_DESCRIPTION OF THE TASK_
Reproduce the text on Singapore's national anthem word for word.

_EXERCISE TEXT_
=== Begin Enclosure ===

In its original composition, an instrumental interlude of the first two verses follows the chorus of the song, then the chorus is sung twice to finish it. Zubir Said modified the song from there, as requested by Toh Chin Chye, by removing 8 bars starting from "Bangun dengan bersatu sama-sama..." to "...kerja sama menuju bahagia!" in order to bring forward the emphasis of the 8th line "Berjaya Singapura!". The move was also seen as making the anthem more neutral as the eight bars also contained subtle motives brought from Malay musical elements. Also, the interlude was removed in the national anthem version.

===Translations===
Interviewed by the Oral History Department in 1989, Toh Chin Chye said it was appropriate for the national anthem to be in Malay, "the indigenous language of the region, as English is not native to this part of the world." He felt that the "Malay version of the national anthem would appeal to all races... it can be easily understood. And at the same time [it] can be easily remembered... . [I]t must be brief, to the point;... and can be sung". However, on 22 July 1991, the English daily newspaper The Straits Times reported that during a meeting between the then Prime Minister Goh Chok Tong and community leaders, a group of grassroots leaders and a lawyer had suggested that "adjustments" be made to the national anthem. The given reason was that many Singaporeans were not able to sing in Malay and therefore not have "strong feelings" or "strong emotions when they sing the national anthem".

In particular, some grassroots leaders argued that since the Chinese constitute a majority of the population, a Mandarin version of the anthem should be used. The Prime Minister's response was that he would keep the national anthem as it was but would ensure that translations in other mother tongues were more easily available. The proposal to change the lyrics was also criticised by former Deputy Prime Minister S. Rajaratnam, who felt that the Malay lyrics of the anthem were so simple that "anyone over the age of five, unless mentally retarded, had no difficulty singing the anthem. All Singaporean children of kindergarten age have not only had no difficulty memorising the words but have for decades sung it every morning with 'strong feelings and emotion'." He also noted that the anthem had nevertheless already been translated into Singapore's three other official languages (English, Mandarin and Tamil) for those who cannot understand Malay.

=== End Enclosure ===

_RECORDED INFORMATION_
=== Begin Enclosure ===

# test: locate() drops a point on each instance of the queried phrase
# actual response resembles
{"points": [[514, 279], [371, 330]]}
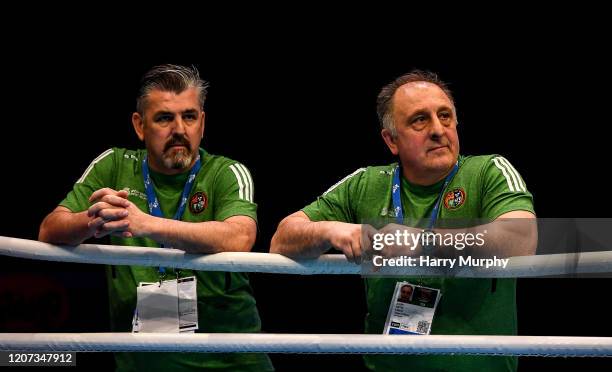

=== End Enclosure ===

_OUTPUT OF THE TASK_
In its original composition, an instrumental interlude of the first two verses follows the chorus of the song, then the chorus is sung twice to finish it. Zubir Said modified the song from there, as requested by Toh Chin Chye, by removing 8 bars starting from "Bangun dengan bersatu sama-sama..." to "...kerja sama menuju bahagia!" in order to bring forward the emphasis of the 8th line "Berjaya Singapura!". The move was also seen as making the anthem more neutral as the eight bars also contained subtle motives brought from Malay musical elements. Also, the interlude was removed in the national anthem version.

===Translations===
Interviewed by the Oral History Department in 1989, Toh Chin Chye said it was appropriate for the national anthem to be in Malay, "the indigenous language of the region, as English is not native to this part of the world." He felt that the "Malay version of the national anthem would appeal to all races... it can be easily understood. And at the same time [it] can be easily remembered... . [I]t must be brief, to the point;... and can be sung". However, on 22 July 1991, the English daily newspaper The Straits Times reported that during a meeting between the then Prime Minister Goh Chok Tong and community leaders, a group of grassroots leaders and a lawyer had suggested that "adjustments" be made to the national anthem. The given reason was that many Singaporeans were not able to sing in Malay and therefore not have "strong feelings" or "strong emotions when they sing the national anthem".

In particular, some grassroots leaders argued that since the Chinese constitute a majority of the population, a Mandarin version of the anthem should be used. The Prime Minister's response was that he would keep the national anthem as it was but would ensure that translations in other mother tongues were more easily available. The proposal to change the lyrics was also criticised by former Deputy Prime Minister S. Rajaratnam, who felt that the Malay lyrics of the anthem were so simple that "anyone over the age of five, unless mentally retarded, had no difficulty singing the anthem. All Singaporean children of kindergarten age have not only had no difficulty memorising the words but have for decades sung it every morning with 'strong feelings and emotion'." He also noted that the anthem had nevertheless already been translated into Singapore's three other official languages (English, Mandarin and Tamil) for those who cannot understand Malay.